* **EXERCISE INSTRUCTIONS**: Print the lines that run from the line with "of the prayer" to the line with "monk in maroon", keeping both end lines, exactly as they appear in the entries below, and nothing else.

[Stored data entries]

——

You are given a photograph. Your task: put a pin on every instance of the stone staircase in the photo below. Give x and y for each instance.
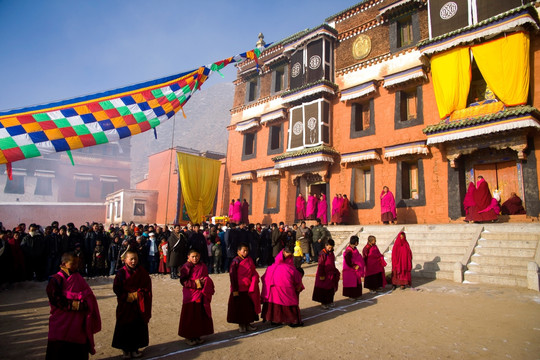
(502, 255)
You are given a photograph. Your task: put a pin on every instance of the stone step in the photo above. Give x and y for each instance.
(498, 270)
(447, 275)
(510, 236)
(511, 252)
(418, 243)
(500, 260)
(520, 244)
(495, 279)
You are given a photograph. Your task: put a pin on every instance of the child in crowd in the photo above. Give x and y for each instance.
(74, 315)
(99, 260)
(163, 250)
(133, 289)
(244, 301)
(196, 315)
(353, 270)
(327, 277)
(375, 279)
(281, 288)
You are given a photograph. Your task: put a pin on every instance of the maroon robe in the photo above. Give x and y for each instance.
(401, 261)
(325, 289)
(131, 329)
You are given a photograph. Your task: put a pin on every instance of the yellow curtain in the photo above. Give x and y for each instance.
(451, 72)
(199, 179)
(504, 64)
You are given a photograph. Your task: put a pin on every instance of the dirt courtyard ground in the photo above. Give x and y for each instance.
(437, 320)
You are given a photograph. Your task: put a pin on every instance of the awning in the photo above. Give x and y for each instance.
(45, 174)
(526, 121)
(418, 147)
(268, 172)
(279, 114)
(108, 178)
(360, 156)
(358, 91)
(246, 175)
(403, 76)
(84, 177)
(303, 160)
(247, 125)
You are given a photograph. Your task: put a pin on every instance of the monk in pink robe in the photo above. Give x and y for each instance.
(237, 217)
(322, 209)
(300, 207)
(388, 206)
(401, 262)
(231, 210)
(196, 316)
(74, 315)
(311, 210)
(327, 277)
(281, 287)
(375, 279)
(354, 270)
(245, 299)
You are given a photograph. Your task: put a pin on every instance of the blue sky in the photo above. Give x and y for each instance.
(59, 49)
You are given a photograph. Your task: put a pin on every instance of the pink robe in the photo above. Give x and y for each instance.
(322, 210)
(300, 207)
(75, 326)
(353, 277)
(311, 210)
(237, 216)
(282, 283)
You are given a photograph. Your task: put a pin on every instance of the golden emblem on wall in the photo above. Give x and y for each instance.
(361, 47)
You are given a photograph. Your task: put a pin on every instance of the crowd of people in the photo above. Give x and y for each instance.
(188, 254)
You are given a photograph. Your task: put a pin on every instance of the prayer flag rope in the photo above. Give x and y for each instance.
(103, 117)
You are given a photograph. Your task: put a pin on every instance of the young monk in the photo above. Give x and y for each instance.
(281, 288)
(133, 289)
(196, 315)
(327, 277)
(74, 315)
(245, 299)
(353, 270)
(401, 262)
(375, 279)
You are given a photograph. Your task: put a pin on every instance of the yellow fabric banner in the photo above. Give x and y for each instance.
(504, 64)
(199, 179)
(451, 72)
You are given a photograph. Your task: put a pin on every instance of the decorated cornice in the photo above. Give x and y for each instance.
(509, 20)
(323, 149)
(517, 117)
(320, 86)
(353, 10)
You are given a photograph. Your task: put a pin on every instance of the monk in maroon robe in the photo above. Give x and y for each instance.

——

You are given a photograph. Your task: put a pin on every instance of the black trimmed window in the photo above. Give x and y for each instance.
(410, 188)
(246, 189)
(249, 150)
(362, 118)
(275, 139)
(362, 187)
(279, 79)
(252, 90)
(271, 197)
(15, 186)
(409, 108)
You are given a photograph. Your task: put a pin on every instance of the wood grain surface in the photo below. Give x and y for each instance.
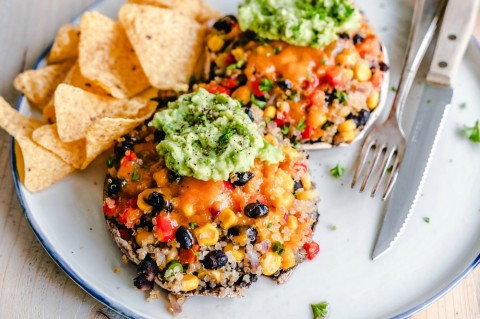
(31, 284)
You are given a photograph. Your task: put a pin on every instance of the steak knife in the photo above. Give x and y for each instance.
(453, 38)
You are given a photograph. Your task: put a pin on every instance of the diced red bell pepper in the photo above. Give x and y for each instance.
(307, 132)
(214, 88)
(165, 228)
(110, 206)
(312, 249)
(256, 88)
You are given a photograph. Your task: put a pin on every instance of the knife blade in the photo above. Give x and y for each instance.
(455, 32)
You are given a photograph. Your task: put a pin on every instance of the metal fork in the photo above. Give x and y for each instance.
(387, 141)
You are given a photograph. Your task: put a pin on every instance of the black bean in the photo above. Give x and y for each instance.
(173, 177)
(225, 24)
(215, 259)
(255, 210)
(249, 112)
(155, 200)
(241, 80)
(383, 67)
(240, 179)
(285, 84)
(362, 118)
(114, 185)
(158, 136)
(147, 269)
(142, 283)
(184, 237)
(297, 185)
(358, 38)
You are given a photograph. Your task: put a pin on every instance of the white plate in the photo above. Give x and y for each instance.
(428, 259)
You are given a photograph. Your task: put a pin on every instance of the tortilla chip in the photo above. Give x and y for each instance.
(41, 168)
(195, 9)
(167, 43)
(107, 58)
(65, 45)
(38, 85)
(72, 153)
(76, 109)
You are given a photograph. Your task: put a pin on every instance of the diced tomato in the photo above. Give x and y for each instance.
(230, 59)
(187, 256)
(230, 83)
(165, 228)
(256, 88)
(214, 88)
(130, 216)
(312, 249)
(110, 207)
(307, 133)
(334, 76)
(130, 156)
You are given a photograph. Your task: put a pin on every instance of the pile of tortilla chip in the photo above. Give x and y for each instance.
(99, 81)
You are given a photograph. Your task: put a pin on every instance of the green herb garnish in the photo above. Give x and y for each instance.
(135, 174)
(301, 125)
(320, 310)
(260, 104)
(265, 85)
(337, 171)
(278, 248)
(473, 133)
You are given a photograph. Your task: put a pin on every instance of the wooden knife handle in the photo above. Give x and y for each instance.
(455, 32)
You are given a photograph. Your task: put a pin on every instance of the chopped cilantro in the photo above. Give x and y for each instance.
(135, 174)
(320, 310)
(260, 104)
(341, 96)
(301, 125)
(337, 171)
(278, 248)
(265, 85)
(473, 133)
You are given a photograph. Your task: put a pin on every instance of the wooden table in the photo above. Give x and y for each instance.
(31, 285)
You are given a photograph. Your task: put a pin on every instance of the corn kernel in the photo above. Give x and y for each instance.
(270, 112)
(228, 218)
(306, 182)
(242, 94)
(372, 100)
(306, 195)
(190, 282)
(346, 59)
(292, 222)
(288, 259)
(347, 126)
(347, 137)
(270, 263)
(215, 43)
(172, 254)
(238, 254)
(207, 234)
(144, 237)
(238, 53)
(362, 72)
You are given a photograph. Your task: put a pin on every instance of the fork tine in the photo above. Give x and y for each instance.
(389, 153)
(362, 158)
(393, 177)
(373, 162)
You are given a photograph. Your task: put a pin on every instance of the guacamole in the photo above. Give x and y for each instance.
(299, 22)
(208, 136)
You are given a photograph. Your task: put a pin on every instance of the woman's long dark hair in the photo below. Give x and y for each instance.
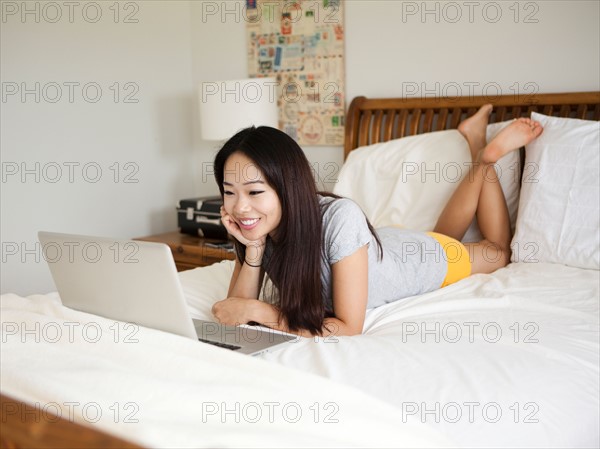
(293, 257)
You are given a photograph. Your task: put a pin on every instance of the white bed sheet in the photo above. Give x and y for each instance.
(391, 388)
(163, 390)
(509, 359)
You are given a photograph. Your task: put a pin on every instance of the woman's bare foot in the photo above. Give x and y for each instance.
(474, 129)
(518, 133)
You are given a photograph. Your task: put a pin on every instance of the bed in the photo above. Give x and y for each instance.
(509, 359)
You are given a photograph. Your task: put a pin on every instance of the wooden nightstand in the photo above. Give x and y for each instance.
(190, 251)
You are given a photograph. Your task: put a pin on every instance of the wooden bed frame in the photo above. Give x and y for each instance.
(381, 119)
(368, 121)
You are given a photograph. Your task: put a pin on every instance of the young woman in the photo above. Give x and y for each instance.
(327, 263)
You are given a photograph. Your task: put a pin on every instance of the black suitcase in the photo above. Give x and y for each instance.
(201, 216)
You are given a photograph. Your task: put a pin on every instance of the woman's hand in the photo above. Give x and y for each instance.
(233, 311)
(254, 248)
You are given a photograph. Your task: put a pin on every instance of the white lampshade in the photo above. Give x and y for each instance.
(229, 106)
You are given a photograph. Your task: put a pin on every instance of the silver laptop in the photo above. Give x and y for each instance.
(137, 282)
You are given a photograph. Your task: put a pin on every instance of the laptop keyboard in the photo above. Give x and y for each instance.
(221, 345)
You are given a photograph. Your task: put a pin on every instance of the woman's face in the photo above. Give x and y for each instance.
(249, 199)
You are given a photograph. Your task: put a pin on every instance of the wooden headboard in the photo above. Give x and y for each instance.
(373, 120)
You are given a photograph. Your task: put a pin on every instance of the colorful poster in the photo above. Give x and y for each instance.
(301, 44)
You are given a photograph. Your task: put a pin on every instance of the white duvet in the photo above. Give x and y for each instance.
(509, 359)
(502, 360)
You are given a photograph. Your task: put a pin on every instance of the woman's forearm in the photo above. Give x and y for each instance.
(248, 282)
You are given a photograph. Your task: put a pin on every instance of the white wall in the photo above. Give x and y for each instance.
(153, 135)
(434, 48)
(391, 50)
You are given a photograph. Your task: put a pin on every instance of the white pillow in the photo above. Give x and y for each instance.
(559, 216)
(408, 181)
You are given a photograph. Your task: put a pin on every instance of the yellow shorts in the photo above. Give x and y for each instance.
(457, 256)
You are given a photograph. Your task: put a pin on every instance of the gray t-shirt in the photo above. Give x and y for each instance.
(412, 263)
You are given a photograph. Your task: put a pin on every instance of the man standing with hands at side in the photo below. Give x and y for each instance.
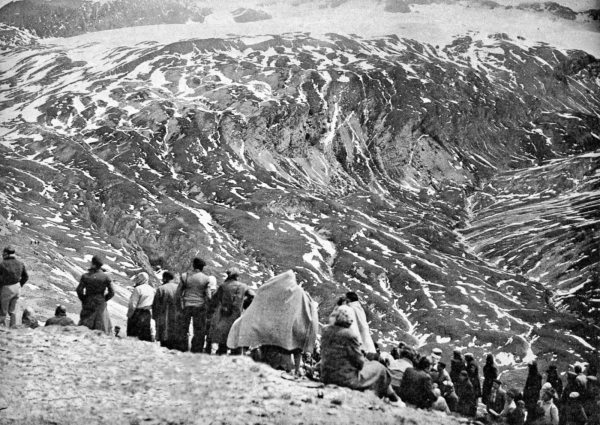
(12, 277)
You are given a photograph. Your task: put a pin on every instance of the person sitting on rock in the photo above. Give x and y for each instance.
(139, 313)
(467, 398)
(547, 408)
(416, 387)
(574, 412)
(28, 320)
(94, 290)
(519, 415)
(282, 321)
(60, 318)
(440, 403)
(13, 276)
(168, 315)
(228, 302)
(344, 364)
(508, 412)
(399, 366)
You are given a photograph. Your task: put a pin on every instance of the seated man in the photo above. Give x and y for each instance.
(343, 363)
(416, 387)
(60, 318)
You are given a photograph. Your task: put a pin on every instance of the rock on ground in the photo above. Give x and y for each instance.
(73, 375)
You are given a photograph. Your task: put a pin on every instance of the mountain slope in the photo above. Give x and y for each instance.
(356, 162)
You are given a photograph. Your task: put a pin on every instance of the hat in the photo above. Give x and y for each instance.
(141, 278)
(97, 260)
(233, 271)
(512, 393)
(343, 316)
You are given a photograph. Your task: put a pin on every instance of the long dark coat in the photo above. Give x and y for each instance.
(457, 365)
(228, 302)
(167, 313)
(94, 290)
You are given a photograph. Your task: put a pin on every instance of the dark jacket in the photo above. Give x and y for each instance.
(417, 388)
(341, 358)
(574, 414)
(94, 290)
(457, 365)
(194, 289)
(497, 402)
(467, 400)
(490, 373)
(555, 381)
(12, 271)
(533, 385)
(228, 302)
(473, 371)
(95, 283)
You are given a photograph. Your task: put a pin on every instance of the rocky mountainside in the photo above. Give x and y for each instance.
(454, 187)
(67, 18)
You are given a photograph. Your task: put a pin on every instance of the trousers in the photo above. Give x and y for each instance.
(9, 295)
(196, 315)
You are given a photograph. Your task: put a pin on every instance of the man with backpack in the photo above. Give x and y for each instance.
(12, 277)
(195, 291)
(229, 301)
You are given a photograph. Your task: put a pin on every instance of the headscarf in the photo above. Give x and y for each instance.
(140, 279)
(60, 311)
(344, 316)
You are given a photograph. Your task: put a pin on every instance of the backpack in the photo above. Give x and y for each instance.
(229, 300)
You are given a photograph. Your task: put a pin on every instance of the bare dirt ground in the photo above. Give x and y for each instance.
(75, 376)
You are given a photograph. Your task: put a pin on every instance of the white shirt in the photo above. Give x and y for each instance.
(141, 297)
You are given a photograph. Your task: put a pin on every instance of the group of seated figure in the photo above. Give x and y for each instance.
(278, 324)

——

* **RESULT OF THIS TASK**:
You are given a photograph. Your task: put a pin on every instance of the prayer flag rope in the photo above. Give x and y for each instance.
(103, 117)
You are given a photograph. Your task: put a pin on every instance of the young monk in the photo above. Give x and y for each instance.
(281, 288)
(133, 289)
(196, 315)
(327, 277)
(74, 315)
(245, 299)
(353, 270)
(401, 262)
(375, 279)
You are given a photograph. Your task: put a pin on every instance of the yellow fabric banner in the photo above. Give x and y for each instance.
(504, 64)
(199, 179)
(451, 72)
You are given a photograph. Your task: put a pin on every instance of the decorated cornice in the photo above. Give x and y for each instance.
(509, 20)
(323, 149)
(517, 117)
(320, 86)
(353, 10)
You are given a photograph. Your task: put a pin on every instance of the monk in maroon robe in the photo above. Give x and y for each instance.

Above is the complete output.